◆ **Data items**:

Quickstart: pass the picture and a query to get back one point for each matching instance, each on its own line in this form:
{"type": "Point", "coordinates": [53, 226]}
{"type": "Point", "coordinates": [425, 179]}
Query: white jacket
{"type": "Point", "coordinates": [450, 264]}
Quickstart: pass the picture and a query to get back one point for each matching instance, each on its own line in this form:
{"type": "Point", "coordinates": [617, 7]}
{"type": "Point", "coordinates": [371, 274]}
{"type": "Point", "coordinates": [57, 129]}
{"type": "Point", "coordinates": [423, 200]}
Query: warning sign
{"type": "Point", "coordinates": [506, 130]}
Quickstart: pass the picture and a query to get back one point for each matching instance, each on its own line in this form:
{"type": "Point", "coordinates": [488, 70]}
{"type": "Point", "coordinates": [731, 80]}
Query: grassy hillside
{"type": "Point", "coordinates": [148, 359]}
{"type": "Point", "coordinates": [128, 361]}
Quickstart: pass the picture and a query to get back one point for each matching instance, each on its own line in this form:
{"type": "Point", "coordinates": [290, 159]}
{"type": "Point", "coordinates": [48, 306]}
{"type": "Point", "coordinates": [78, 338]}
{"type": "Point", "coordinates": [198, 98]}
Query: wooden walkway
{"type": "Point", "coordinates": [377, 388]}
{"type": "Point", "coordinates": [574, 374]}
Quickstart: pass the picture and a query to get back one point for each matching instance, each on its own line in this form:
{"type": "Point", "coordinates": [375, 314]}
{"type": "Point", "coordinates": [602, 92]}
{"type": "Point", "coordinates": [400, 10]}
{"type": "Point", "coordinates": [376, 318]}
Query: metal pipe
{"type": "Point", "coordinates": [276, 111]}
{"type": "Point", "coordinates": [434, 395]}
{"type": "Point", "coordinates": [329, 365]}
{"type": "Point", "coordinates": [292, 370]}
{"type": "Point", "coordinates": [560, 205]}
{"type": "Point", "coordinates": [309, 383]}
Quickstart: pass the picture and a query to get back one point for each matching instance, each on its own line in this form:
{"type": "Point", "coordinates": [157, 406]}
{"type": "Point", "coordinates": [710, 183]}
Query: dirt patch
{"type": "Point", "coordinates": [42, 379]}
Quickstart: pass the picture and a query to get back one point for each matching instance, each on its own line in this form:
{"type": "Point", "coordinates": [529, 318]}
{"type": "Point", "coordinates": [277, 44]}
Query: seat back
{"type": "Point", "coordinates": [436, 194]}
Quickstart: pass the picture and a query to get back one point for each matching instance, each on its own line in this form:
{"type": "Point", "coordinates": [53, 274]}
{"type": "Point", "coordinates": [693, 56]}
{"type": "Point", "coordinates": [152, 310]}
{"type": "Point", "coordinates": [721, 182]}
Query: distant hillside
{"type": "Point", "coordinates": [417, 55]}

◆ **GOAL**:
Count the lines in the entries above that contain the string "hillside". Reply with the number only.

◆ **CORRECT RESPONSE**:
2